[Rows from an object pointing dataset]
== == ==
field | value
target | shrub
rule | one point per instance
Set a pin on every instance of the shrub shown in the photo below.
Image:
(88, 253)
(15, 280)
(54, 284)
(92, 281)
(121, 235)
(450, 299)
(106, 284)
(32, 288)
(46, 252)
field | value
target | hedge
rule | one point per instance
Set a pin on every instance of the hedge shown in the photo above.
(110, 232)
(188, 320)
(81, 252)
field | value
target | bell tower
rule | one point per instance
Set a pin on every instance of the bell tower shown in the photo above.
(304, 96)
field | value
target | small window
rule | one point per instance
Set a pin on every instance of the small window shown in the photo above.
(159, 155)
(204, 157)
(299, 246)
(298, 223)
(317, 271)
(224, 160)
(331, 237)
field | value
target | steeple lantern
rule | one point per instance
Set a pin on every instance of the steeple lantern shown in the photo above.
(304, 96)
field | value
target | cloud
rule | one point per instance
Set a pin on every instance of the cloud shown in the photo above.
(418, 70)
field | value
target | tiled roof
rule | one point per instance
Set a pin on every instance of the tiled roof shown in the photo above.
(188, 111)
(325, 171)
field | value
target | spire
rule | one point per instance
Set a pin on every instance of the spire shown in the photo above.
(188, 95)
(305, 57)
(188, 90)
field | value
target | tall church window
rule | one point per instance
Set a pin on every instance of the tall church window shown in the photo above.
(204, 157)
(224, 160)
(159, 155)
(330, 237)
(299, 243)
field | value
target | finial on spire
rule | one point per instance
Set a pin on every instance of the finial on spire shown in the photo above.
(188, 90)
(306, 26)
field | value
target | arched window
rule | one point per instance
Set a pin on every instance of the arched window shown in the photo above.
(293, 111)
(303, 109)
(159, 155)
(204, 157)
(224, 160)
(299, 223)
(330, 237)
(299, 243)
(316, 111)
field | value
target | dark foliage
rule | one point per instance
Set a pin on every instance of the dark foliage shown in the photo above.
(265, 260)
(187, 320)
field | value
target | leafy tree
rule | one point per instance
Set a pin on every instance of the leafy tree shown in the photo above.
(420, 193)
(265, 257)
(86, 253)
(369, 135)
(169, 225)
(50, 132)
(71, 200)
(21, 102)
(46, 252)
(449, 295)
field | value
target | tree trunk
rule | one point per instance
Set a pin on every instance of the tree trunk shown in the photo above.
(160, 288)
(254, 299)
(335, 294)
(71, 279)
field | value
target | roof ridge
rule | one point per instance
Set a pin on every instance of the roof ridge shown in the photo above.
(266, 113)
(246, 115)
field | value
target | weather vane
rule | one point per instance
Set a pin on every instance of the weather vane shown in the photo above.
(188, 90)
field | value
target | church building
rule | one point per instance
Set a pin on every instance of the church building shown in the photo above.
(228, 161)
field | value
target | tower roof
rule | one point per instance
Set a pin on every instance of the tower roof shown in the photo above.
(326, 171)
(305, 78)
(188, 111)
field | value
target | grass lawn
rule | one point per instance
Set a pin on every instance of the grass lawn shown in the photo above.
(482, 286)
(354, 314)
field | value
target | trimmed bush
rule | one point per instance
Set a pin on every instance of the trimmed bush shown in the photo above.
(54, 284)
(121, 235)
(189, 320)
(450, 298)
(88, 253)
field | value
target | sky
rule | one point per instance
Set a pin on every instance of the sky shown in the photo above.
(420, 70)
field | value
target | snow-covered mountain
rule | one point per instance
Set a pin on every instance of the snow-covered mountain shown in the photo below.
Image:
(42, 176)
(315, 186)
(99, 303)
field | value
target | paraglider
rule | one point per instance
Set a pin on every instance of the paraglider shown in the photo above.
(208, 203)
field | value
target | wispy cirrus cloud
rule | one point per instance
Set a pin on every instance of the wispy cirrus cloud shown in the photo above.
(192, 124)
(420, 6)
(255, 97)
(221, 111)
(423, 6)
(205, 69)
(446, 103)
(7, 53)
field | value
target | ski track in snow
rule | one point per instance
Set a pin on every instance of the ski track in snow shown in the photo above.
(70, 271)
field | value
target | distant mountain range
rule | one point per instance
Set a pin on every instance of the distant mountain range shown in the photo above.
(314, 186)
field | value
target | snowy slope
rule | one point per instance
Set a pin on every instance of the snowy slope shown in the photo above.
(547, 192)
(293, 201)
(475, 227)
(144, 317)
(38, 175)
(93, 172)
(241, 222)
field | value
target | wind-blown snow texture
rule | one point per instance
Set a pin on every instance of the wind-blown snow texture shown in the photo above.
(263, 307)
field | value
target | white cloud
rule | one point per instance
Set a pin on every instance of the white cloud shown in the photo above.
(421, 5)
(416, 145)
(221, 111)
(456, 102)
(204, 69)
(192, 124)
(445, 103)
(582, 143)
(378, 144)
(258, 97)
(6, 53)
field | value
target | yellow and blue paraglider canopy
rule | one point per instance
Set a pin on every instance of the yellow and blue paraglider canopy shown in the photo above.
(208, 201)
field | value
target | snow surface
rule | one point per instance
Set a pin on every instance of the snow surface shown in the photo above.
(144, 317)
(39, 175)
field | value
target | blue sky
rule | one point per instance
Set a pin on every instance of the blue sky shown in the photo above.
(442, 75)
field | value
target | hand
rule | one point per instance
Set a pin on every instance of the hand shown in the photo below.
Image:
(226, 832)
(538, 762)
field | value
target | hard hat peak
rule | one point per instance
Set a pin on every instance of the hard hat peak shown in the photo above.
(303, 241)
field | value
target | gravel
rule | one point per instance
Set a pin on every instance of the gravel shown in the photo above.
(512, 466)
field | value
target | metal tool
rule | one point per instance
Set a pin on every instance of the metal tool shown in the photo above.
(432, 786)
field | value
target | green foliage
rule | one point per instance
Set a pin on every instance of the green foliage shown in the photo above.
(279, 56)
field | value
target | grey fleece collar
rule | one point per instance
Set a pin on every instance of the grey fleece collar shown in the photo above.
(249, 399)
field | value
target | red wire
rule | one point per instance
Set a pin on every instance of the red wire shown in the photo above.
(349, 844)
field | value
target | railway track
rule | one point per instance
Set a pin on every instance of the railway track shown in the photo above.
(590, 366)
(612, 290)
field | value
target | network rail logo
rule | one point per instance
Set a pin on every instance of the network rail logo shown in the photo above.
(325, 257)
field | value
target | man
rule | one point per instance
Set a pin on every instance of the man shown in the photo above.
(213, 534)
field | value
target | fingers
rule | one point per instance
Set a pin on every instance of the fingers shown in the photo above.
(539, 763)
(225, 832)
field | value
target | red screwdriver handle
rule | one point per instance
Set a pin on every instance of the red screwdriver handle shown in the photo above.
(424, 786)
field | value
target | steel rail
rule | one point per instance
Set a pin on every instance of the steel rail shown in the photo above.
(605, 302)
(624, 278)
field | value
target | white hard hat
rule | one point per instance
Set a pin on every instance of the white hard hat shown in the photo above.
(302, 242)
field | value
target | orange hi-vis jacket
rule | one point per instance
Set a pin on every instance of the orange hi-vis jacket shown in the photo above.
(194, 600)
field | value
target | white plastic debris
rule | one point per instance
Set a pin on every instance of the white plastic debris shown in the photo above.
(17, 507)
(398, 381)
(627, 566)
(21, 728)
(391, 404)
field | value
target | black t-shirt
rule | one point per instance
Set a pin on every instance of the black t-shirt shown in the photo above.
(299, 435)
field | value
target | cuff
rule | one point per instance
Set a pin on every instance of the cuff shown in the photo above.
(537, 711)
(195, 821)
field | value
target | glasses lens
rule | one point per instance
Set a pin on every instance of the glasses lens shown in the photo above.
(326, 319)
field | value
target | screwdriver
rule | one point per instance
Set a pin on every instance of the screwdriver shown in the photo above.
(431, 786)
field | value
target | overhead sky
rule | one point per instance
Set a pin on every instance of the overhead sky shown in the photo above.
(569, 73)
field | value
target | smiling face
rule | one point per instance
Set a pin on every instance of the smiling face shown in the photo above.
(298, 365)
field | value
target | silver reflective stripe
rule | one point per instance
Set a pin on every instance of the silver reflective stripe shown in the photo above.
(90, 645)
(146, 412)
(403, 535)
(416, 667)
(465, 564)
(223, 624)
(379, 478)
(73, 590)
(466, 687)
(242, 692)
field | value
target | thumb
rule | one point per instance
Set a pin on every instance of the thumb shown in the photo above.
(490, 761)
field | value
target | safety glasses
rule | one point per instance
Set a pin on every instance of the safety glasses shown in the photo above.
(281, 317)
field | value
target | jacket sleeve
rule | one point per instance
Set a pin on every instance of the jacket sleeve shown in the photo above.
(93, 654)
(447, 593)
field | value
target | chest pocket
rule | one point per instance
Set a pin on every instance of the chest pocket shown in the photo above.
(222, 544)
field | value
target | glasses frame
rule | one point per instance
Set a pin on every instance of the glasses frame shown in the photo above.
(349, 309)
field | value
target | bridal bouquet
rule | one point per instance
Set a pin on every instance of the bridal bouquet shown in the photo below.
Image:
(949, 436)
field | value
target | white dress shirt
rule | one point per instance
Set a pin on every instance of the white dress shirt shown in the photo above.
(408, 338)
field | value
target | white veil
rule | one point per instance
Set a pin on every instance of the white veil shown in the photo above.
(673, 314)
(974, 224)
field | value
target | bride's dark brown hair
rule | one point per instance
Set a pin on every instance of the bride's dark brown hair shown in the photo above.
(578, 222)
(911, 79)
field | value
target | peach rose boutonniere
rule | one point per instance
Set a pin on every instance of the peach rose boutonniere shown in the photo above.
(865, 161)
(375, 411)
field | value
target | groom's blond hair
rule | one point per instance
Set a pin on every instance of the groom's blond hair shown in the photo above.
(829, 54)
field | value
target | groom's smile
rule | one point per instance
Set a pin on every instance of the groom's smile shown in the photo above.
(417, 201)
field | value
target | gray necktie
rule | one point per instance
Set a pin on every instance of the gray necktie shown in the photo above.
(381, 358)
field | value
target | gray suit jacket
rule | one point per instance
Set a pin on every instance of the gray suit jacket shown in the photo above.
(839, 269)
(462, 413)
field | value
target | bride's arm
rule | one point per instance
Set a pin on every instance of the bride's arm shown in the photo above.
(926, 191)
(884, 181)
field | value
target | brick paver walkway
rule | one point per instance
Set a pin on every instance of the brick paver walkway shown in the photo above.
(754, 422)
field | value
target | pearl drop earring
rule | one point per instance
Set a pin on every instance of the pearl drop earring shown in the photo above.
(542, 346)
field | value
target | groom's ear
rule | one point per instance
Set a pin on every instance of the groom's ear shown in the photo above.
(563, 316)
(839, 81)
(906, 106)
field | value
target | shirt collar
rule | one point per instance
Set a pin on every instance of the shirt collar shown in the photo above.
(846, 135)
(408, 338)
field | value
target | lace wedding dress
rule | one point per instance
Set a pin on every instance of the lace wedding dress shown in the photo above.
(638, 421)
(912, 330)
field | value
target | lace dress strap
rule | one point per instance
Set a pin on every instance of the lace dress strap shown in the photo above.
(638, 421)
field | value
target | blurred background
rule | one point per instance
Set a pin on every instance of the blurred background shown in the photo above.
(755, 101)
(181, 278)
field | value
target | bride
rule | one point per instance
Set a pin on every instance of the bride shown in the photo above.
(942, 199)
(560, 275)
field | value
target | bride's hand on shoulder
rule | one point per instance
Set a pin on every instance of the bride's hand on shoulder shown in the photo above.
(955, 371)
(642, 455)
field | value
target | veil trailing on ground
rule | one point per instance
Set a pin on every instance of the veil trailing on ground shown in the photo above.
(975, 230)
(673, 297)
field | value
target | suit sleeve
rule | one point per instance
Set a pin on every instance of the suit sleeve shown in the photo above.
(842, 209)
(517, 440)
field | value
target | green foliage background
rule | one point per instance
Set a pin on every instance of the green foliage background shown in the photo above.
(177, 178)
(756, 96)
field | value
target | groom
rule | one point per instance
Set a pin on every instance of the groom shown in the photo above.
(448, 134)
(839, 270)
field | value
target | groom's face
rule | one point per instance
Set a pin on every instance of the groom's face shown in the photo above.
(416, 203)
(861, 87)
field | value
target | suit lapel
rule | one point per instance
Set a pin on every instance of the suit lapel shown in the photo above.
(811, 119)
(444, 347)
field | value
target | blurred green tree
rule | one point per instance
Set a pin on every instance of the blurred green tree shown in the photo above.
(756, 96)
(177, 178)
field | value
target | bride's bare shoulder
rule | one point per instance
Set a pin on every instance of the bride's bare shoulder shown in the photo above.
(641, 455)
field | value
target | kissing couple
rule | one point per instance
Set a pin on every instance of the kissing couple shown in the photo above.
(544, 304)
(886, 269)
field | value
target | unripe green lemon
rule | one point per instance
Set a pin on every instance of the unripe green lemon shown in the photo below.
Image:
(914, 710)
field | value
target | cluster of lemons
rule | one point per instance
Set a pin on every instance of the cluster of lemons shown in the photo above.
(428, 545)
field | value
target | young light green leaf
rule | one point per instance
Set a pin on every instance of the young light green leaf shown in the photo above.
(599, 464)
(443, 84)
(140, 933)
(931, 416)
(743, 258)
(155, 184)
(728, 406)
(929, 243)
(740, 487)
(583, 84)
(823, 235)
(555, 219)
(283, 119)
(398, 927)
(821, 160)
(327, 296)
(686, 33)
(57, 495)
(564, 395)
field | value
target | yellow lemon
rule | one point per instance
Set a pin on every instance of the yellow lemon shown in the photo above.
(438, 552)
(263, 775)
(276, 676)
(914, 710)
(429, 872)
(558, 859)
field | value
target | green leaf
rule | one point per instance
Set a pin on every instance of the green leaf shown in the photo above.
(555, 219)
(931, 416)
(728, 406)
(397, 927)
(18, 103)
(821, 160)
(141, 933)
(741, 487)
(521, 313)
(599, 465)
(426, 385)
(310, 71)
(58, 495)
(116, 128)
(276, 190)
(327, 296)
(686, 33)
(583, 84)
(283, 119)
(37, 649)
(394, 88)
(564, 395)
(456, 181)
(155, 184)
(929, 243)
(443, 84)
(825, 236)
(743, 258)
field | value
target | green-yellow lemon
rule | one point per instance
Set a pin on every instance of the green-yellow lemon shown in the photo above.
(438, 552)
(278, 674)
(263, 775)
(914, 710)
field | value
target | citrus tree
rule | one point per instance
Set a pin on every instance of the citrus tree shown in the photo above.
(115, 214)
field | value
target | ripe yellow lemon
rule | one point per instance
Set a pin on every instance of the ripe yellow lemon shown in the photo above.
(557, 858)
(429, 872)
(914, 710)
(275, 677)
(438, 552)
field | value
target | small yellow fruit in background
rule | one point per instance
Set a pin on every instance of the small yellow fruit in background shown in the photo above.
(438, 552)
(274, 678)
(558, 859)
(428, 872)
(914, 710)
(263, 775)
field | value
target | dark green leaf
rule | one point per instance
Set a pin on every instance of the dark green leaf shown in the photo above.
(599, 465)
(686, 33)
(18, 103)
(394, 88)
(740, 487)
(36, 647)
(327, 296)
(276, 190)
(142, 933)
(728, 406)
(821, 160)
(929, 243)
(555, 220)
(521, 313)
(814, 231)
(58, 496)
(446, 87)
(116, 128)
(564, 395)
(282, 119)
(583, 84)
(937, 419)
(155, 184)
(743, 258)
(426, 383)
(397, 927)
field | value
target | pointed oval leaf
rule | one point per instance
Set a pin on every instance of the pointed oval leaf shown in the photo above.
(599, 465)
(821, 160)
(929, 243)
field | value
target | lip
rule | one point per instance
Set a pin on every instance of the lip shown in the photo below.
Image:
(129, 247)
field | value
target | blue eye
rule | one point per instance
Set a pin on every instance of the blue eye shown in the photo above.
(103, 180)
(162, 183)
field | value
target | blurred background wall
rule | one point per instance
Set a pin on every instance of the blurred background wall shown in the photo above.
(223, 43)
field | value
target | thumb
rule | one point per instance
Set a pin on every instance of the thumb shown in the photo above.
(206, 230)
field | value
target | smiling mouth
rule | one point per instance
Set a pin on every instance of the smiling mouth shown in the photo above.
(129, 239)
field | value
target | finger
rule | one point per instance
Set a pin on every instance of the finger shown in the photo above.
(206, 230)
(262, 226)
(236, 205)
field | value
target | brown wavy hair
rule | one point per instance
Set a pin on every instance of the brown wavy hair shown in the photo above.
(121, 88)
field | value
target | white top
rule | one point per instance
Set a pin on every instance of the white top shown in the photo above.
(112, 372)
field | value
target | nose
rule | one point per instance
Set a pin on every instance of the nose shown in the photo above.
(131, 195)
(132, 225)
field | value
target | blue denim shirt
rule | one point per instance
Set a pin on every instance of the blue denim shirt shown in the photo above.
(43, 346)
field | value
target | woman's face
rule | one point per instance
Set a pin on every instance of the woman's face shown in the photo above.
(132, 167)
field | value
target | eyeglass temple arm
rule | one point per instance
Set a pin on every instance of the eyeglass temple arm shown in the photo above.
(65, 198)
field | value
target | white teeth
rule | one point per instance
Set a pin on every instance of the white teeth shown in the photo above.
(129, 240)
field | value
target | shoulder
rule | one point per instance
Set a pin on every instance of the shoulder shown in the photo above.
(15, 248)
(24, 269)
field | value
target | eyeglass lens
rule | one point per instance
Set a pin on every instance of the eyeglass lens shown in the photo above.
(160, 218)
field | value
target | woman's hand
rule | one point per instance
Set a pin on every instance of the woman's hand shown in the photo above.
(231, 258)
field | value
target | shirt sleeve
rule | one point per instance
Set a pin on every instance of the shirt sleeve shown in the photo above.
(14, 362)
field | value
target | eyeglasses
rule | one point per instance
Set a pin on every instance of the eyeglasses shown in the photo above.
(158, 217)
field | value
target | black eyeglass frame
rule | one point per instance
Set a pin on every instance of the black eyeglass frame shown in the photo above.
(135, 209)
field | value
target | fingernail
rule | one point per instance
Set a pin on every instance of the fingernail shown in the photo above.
== == ==
EXERCISE TASK ▸
Find every line in the records above that contains the string "below" and copy each of those lines. Only matches with the same capitalization count.

SOLUTION ▸
Set a pin on every instance of the shrub shown in the photo below.
Set a pin on every instance of the snow-covered mountain shown in the photo below.
Set a pin on every instance of the hand shown in the photo below.
Set a pin on every instance of the bridal bouquet shown in the photo below.
Set a pin on every instance of the unripe green lemon shown in the photo below.
Set a pin on every instance of the lip shown in the photo below.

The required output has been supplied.